Source document:
-- start --

This is the training spoke of our wider cannabis SOP guide, which sets out every SOP a licensed producer should hold under the Cannabis Regulations. For the underlying document mechanics, pair this page with cannabis SOP document control and the required cannabis SOPs library.
Why Cannabis SOP Training Is a Regulatory Requirement, Not a Nicety
Under the Cannabis Regulations (SOR/2018-144), a licensed producer must operate to written standard operating procedures and must ensure the people performing licensed activities are competent to do so. Those two obligations meet in one place: SOP-HR-001, Employee Training and Competency Verification. The SOP itself is owned jointly by HR and the Quality Assurance Person (QAP), reviewed at least annually, and it governs how every other SOP in the library reaches the people who actually run the process.
The logic an inspector applies is straightforward. A written procedure has no compliance value if the person doing the work has never been trained on it, cannot demonstrate competency, or was trained on a version that has since been superseded. An out-of-date, undocumented, or unverified training position is a finding in its own right, even when the work was performed correctly. The Cannabis Act (S.C. 2018, c. 16) frames the QAP role around assuring quality, and assured quality is impossible without assured competency behind every controlled step.
SOP-HR-001 typically covers three obligations:
- Training on role-relevant SOPs. Each employee is trained on the SOPs that apply to their role, not the entire library. A sanitation technician trains on SOP-SAN-001 and SOP-SAN-002. A QAP signing batch releases trains on SOP-QA-002. The role-to-SOP mapping is itself a controlled document.
- Competency verification. Attendance at a training session is not competency. The SOP must define how competency is demonstrated and assessed for each procedure before the employee performs it unsupervised.
- Training records. Every training event is recorded with the employee name, the SOP and version trained, the date, the verification method and result, and the trainer or assessor signature. These records are the audit-trail element an inspector reaches for first.
The training record is the evidence, the training is the activity
Inspectors do not audit your training sessions. They audit your training records. A perfectly delivered training programme with sparse or version-blind records will fail an inspection, while a modest programme with complete, version-linked records will pass. Build the record-keeping first, because the record is what survives the moment after the trainer leaves the room.
What Does Cannabis SOP Training Look Like in Practice?
A compliant cannabis SOP training programme runs as a defined cycle rather than a single onboarding push. The cycle has four moments where training is triggered, and each one produces a record.
- New hire onboarding. Before an employee performs any licensed activity unsupervised, they are trained and verified on the SOPs mapped to their role. Until verification is on file, the work is supervised or not assigned at all.

-- end --

Recorded information:
-- start --

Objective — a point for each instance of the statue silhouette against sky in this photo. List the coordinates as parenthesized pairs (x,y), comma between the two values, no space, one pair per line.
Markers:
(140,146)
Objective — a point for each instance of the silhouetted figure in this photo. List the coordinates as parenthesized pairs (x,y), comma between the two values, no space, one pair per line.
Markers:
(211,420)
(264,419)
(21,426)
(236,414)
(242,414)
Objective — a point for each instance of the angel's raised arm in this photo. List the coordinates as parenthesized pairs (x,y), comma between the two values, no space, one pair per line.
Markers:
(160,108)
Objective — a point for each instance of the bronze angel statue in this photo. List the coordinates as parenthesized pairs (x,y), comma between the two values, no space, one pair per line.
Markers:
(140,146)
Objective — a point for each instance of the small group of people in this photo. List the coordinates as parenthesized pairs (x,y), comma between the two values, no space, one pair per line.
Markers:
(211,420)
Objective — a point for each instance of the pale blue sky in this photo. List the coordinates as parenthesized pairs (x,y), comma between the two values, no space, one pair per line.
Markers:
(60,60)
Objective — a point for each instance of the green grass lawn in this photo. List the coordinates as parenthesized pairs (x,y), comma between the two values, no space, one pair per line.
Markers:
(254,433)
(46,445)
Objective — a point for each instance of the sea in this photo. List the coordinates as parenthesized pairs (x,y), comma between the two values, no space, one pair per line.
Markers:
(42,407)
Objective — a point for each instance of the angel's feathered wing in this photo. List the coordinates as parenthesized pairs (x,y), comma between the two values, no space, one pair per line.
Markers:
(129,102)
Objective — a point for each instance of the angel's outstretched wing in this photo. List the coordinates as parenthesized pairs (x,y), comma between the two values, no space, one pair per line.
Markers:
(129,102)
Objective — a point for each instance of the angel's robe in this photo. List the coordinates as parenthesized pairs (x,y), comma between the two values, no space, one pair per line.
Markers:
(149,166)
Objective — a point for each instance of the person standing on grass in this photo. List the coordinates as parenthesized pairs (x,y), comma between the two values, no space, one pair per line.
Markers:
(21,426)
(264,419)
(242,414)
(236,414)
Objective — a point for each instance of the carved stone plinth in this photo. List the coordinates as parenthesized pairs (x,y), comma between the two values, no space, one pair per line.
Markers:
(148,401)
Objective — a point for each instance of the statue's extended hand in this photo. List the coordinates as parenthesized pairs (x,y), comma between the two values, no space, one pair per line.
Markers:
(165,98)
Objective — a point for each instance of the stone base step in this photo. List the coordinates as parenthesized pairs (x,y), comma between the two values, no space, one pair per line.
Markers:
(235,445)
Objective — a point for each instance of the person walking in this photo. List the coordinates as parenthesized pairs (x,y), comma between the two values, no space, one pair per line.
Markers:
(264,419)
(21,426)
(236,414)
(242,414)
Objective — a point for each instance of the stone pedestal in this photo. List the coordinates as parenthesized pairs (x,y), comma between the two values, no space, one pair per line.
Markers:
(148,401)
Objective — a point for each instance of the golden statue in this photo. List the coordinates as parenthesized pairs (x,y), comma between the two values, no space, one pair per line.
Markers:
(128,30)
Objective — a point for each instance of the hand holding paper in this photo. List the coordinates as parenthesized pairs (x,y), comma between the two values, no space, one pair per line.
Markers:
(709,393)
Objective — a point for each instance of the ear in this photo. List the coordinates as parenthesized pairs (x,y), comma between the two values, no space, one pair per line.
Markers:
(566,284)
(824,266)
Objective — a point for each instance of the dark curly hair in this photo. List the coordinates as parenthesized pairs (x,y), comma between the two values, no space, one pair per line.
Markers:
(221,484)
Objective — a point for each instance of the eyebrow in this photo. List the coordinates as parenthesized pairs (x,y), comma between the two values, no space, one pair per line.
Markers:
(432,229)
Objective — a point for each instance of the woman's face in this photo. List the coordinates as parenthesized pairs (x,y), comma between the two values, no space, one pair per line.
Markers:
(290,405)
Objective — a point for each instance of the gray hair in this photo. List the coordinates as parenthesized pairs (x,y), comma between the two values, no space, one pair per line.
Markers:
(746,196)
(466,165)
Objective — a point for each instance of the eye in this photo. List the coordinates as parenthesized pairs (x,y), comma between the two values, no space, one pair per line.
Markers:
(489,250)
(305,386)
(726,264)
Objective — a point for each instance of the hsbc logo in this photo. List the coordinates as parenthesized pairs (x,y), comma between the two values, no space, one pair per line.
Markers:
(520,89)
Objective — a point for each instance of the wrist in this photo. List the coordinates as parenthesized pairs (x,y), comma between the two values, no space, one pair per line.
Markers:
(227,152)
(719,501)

-- end --

To be done:
[A] Using the cannabis SOP training text, decide whether each statement agrees with it, answering yes or no and quoting the words that settle it: (i) SOP-HR-001 is reviewed at least once a year; (ii) every employee is trained on the whole SOP library; (iii) inspectors audit the training sessions themselves.
[B] Retype the stretch of the cannabis SOP training text from "- Training records." through "leaves the room.".

Solutions to the exercise:
[A]
(i) Yes: "reviewed at least annually"
(ii) No: "Each employee is trained on the SOPs that apply to their role, not the entire library."
(iii) No: "Inspectors do not audit your training sessions. They audit your training records."

[B]
- Training records. Every training event is recorded with the employee name, the SOP and version trained, the date, the verification method and result, and the trainer or assessor signature. These records are the audit-trail element an inspector reaches for first.
The training record is the evidence, the training is the activity
Inspectors do not audit your training sessions. They audit your training records. A perfectly delivered training programme with sparse or version-blind records will fail an inspection, while a modest programme with complete, version-linked records will pass. Build the record-keeping first, because the record is what survives the moment after the trainer leaves the room.